- **THE EXERCISE**:
With the pictures left out, return exactly the lines from the one containing "of the tree" through the end of the listing below.

+++ PROVIDED DATA +++

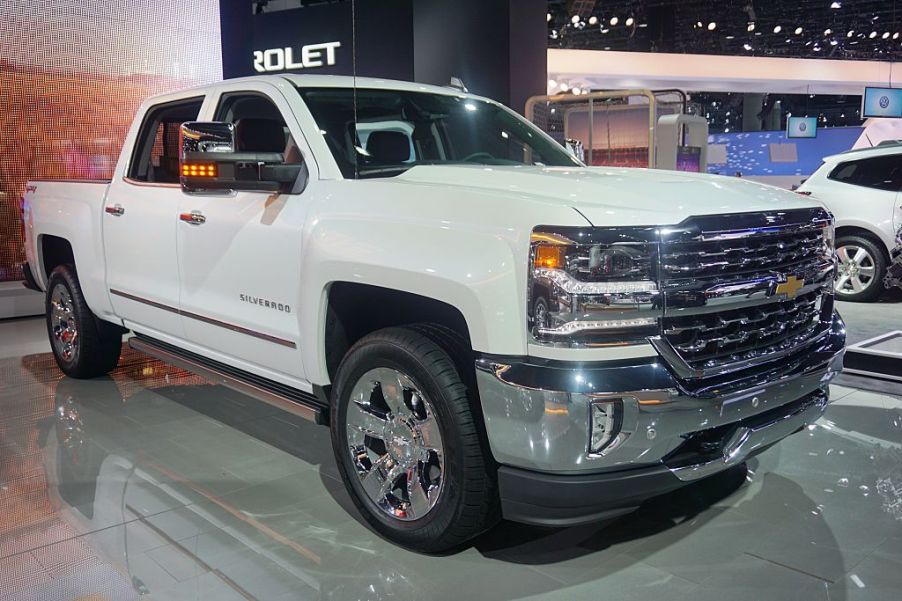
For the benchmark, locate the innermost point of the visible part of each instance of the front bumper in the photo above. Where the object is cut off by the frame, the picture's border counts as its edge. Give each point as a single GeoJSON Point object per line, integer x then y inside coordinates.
{"type": "Point", "coordinates": [537, 422]}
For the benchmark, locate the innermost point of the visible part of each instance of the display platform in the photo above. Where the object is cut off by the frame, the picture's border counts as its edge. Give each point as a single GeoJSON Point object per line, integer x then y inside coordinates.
{"type": "Point", "coordinates": [879, 357]}
{"type": "Point", "coordinates": [18, 301]}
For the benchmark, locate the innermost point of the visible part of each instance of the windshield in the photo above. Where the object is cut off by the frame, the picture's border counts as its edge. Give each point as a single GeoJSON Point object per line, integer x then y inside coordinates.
{"type": "Point", "coordinates": [397, 130]}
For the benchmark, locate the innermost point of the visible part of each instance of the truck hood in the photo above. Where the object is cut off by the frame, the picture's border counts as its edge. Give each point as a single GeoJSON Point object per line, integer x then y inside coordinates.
{"type": "Point", "coordinates": [615, 196]}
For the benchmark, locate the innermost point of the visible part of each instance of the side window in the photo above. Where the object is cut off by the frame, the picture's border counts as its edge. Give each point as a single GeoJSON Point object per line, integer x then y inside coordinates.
{"type": "Point", "coordinates": [881, 173]}
{"type": "Point", "coordinates": [259, 125]}
{"type": "Point", "coordinates": [156, 154]}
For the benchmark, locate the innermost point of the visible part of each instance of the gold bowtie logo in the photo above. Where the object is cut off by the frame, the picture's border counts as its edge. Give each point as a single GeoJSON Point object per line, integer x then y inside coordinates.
{"type": "Point", "coordinates": [790, 287]}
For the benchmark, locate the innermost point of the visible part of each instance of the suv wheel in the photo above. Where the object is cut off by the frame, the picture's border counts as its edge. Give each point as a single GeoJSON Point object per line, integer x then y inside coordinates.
{"type": "Point", "coordinates": [83, 346]}
{"type": "Point", "coordinates": [407, 444]}
{"type": "Point", "coordinates": [862, 265]}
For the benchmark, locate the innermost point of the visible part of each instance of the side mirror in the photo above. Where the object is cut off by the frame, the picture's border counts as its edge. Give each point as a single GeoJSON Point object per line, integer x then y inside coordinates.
{"type": "Point", "coordinates": [208, 162]}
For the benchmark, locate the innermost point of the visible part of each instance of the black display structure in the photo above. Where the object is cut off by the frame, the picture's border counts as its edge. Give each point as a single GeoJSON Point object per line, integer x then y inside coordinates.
{"type": "Point", "coordinates": [498, 48]}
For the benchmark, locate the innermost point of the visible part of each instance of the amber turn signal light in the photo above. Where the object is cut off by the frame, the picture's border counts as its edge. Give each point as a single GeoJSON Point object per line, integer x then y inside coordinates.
{"type": "Point", "coordinates": [199, 170]}
{"type": "Point", "coordinates": [549, 257]}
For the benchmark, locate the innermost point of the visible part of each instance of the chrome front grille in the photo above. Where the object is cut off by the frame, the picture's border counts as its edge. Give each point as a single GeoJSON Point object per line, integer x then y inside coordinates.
{"type": "Point", "coordinates": [722, 255]}
{"type": "Point", "coordinates": [708, 341]}
{"type": "Point", "coordinates": [736, 298]}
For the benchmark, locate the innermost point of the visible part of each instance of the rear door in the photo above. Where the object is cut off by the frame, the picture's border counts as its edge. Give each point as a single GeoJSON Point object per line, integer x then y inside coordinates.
{"type": "Point", "coordinates": [240, 267]}
{"type": "Point", "coordinates": [140, 218]}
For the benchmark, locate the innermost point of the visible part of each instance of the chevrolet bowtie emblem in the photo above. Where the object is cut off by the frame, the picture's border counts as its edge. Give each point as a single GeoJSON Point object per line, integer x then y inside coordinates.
{"type": "Point", "coordinates": [790, 287]}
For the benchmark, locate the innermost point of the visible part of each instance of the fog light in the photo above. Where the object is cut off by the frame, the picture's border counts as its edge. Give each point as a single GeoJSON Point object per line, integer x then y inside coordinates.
{"type": "Point", "coordinates": [606, 418]}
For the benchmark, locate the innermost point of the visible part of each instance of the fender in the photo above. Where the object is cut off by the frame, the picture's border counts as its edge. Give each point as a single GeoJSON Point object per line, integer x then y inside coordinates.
{"type": "Point", "coordinates": [879, 232]}
{"type": "Point", "coordinates": [73, 213]}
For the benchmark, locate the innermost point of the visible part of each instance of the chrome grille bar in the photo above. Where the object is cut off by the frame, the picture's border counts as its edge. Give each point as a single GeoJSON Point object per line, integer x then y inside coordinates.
{"type": "Point", "coordinates": [736, 298]}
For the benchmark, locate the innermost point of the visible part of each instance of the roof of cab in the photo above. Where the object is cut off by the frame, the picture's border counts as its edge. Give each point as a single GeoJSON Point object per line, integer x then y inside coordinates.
{"type": "Point", "coordinates": [318, 81]}
{"type": "Point", "coordinates": [889, 148]}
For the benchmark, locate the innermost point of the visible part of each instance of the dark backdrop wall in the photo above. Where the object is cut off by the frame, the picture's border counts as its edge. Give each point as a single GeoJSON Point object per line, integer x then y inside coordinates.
{"type": "Point", "coordinates": [72, 74]}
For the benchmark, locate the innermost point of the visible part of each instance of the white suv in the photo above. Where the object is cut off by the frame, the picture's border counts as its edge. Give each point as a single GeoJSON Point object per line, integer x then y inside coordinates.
{"type": "Point", "coordinates": [863, 190]}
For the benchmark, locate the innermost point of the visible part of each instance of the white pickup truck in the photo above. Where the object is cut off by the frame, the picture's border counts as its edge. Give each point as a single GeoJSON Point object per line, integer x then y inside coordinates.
{"type": "Point", "coordinates": [489, 328]}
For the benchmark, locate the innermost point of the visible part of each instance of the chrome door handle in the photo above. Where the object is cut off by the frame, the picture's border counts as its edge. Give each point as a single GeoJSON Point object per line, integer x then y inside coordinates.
{"type": "Point", "coordinates": [194, 218]}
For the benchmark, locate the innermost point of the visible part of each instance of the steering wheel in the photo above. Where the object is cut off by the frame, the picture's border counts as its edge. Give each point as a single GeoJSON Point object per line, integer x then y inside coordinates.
{"type": "Point", "coordinates": [476, 155]}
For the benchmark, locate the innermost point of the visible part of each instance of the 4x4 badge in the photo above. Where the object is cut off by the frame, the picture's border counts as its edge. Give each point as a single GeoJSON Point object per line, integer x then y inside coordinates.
{"type": "Point", "coordinates": [790, 287]}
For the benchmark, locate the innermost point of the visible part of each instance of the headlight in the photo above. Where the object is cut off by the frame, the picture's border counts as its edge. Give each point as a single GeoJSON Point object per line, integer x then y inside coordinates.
{"type": "Point", "coordinates": [593, 285]}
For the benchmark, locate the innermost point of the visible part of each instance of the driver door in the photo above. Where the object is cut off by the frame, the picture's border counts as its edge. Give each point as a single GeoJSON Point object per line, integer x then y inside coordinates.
{"type": "Point", "coordinates": [239, 251]}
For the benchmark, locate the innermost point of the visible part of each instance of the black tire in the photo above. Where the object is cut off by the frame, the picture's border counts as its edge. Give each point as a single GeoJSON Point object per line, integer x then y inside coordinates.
{"type": "Point", "coordinates": [467, 503]}
{"type": "Point", "coordinates": [97, 344]}
{"type": "Point", "coordinates": [875, 287]}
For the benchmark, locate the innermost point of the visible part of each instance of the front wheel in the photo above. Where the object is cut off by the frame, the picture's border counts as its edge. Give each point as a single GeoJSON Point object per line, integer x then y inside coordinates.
{"type": "Point", "coordinates": [862, 266]}
{"type": "Point", "coordinates": [407, 443]}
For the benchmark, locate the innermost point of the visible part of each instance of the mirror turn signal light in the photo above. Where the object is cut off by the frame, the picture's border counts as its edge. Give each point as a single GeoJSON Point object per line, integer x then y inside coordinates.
{"type": "Point", "coordinates": [549, 256]}
{"type": "Point", "coordinates": [199, 170]}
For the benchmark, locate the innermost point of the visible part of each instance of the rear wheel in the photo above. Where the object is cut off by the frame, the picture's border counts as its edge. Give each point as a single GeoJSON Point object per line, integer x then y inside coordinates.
{"type": "Point", "coordinates": [83, 346]}
{"type": "Point", "coordinates": [862, 265]}
{"type": "Point", "coordinates": [407, 443]}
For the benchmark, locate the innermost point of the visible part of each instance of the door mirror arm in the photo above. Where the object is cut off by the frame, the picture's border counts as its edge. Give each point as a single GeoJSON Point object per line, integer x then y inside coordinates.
{"type": "Point", "coordinates": [208, 162]}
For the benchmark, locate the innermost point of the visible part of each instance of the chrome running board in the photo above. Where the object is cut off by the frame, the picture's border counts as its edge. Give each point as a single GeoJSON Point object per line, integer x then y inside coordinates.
{"type": "Point", "coordinates": [290, 400]}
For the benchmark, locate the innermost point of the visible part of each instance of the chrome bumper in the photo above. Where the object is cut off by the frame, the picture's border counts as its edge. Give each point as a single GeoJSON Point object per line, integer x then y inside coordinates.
{"type": "Point", "coordinates": [537, 413]}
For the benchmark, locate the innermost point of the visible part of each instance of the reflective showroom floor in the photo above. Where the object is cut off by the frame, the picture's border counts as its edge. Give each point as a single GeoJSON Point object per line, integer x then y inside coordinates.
{"type": "Point", "coordinates": [153, 483]}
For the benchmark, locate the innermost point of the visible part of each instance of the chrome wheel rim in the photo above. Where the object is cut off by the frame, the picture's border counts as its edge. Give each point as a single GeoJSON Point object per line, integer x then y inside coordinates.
{"type": "Point", "coordinates": [856, 270]}
{"type": "Point", "coordinates": [63, 326]}
{"type": "Point", "coordinates": [395, 444]}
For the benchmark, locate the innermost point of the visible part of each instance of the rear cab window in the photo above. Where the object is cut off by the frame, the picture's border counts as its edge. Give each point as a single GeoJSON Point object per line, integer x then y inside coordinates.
{"type": "Point", "coordinates": [155, 158]}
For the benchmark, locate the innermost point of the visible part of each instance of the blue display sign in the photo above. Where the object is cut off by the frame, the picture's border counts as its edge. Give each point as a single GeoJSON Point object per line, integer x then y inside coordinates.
{"type": "Point", "coordinates": [801, 127]}
{"type": "Point", "coordinates": [882, 102]}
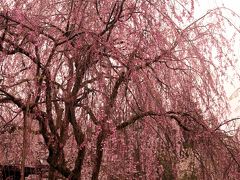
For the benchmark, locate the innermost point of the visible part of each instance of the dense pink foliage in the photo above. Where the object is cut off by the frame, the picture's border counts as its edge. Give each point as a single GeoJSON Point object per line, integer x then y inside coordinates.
{"type": "Point", "coordinates": [115, 89]}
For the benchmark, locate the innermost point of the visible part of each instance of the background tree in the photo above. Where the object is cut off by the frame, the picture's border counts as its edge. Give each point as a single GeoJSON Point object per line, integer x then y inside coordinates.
{"type": "Point", "coordinates": [116, 89]}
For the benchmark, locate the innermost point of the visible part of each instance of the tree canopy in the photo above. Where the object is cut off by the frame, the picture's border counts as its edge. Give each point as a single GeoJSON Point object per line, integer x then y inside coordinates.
{"type": "Point", "coordinates": [116, 89]}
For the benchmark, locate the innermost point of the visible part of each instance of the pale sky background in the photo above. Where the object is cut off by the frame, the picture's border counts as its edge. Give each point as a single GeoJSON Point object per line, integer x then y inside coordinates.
{"type": "Point", "coordinates": [232, 90]}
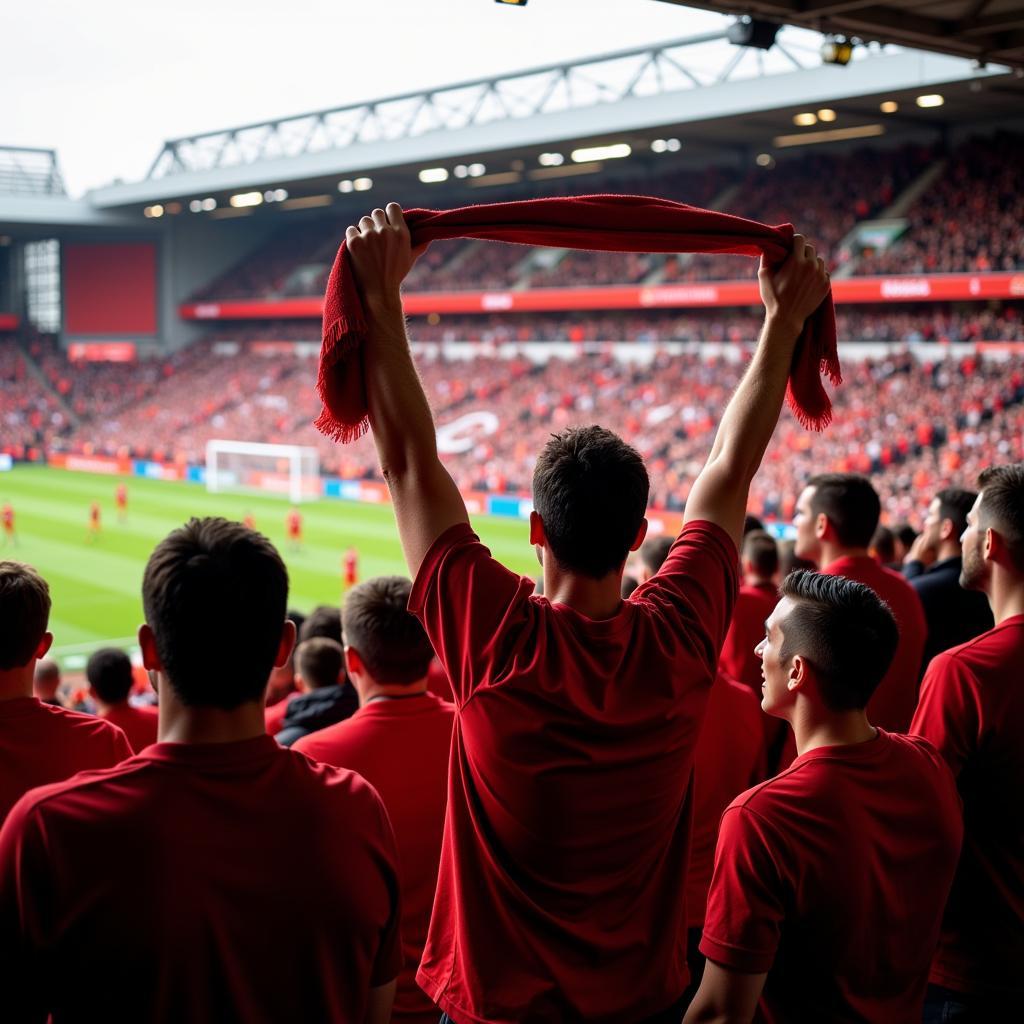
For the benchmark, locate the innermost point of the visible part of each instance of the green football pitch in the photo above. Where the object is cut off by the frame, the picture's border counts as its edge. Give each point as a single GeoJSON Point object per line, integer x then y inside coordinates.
{"type": "Point", "coordinates": [95, 586]}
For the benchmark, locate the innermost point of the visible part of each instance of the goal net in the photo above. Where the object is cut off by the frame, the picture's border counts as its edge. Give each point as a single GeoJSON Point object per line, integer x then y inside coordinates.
{"type": "Point", "coordinates": [289, 470]}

+++

- **RESPONSE**:
For the benchmark, locate the innermost point of the visible part of each instance of the tree canopy in the photo above. Where the object is cut off by the frame, the picture's border counts as its edge. Give each point as a single GeoJSON Point object per line, integer x then y inside coordinates.
{"type": "Point", "coordinates": [116, 89]}
For the benchmark, locate the innermost point of the visible part of each instance of the pale sky background in the photo above. Where the object is cut off by the frame, the picture's border counts as its edge. Give each point as a single GeoJSON Point object per line, integer x then y inside coordinates.
{"type": "Point", "coordinates": [232, 90]}
For the benchmark, locate the innermost point of the visible part of each instance of the green football pitch in the photo above. Where the object is cut off by the frame, the picture's border counts as its edge. Give each point as a single GeoJSON Point object per line, integer x then y inside coordinates.
{"type": "Point", "coordinates": [95, 586]}
For the benchmark, locate the innermost point of the visible part of each instance of the goal net in the photo above. Where the object is cut off by the frame, the picture's border counts as its edge. Give each point as a single GeoJSON Point object per line, integer x then y inside coordinates.
{"type": "Point", "coordinates": [289, 470]}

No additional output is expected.